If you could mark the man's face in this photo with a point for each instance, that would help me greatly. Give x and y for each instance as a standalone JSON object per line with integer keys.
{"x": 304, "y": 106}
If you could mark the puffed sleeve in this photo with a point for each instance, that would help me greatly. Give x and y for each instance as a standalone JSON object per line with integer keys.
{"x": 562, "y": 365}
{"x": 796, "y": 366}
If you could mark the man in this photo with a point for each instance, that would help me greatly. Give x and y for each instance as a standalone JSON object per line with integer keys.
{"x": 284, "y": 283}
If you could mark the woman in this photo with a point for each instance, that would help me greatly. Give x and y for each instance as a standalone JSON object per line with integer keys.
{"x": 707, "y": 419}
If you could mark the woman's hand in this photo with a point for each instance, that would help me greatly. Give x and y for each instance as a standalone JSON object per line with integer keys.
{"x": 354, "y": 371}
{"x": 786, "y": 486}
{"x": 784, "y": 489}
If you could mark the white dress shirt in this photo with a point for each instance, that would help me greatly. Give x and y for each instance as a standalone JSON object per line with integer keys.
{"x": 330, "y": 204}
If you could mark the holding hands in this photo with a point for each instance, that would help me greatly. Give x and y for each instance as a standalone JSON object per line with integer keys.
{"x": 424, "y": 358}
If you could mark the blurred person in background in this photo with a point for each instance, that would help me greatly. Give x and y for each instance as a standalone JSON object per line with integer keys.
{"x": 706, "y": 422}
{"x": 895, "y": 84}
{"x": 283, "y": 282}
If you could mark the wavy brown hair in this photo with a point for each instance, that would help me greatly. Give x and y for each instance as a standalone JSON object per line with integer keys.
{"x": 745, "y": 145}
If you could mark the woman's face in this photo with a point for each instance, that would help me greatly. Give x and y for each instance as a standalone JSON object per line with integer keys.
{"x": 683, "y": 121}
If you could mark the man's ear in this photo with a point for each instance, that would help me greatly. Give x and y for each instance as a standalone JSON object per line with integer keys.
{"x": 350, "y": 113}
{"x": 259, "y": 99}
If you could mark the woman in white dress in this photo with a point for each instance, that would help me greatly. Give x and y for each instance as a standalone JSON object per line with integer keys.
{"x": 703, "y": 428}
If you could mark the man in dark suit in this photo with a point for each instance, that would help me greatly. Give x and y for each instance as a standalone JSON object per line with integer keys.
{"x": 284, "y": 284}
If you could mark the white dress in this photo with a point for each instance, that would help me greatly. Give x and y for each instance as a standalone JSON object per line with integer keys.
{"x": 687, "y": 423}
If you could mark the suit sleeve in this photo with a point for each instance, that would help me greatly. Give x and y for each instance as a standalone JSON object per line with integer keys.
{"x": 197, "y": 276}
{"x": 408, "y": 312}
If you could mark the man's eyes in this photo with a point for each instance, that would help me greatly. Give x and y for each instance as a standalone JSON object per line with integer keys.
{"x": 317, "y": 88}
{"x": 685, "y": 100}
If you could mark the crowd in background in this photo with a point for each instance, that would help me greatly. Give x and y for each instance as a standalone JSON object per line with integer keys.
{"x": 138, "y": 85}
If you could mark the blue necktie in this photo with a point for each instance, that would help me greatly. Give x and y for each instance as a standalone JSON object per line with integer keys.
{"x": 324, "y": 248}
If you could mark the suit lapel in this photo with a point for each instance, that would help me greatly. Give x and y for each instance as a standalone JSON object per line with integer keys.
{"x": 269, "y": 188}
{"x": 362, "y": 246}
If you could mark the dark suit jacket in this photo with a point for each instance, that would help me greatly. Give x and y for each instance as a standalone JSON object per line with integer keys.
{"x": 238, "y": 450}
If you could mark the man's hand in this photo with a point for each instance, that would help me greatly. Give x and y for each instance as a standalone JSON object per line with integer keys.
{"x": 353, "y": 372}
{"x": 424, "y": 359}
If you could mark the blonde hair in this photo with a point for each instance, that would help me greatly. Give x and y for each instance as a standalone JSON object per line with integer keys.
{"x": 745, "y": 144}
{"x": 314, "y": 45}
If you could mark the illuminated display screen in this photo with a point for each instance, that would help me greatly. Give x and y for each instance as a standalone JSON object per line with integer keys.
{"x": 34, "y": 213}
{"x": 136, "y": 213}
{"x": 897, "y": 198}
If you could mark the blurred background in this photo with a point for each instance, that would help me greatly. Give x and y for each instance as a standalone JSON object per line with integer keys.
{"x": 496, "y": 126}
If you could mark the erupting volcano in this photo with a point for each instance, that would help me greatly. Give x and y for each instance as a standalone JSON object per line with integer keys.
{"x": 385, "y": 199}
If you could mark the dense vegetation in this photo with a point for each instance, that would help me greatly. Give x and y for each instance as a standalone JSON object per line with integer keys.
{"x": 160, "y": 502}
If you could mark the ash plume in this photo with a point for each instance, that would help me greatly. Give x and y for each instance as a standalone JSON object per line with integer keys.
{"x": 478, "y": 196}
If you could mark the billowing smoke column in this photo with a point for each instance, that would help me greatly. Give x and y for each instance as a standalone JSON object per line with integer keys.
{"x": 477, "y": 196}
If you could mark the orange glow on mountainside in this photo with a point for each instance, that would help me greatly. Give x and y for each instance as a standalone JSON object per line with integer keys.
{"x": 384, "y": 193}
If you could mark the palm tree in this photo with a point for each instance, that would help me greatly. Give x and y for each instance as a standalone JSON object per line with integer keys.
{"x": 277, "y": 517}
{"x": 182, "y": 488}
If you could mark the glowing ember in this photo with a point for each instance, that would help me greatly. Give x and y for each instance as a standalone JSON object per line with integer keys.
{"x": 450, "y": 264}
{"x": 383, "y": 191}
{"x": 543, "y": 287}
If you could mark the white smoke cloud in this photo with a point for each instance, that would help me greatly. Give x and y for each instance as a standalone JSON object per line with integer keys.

● **WORK ORDER**: The answer should consist solely of the lines from the one that contains "If you could mark the ash" through the end of the material above, copied exactly.

● **EXERCISE ANSWER**:
If you could mark the ash plume in this photo with a point for each instance, that would help me greatly. Give x and y for each instance as a standalone JSON object per line with integer keys.
{"x": 478, "y": 196}
If you could mark the billowing smoke column in this photo with a point for each instance, that would help me greatly. Give x and y for each instance as a standalone JSON object per line with integer keys.
{"x": 477, "y": 196}
If you could mark the orange glow on mountainside in this photo with a point for each instance, that would help me greatly. Give x and y for each instance as a standalone JSON object per line with integer keys.
{"x": 384, "y": 193}
If you could mark the palm tree in this photo with a point for each instance, that would help me greatly. Give x and y for each instance as a standalone JSON object per line with integer keys.
{"x": 277, "y": 517}
{"x": 182, "y": 488}
If you could mark the glowing ember in this photo with a point for each instance, that would help me greatly. Give x and y for each instance as a standalone JSON object per line with integer keys.
{"x": 450, "y": 264}
{"x": 383, "y": 191}
{"x": 543, "y": 287}
If you could mark the white smoke cloud in this photo with a point for each instance, that would help me greatly. Give x and y for each instance as a standalone JSON object per line with integer keys.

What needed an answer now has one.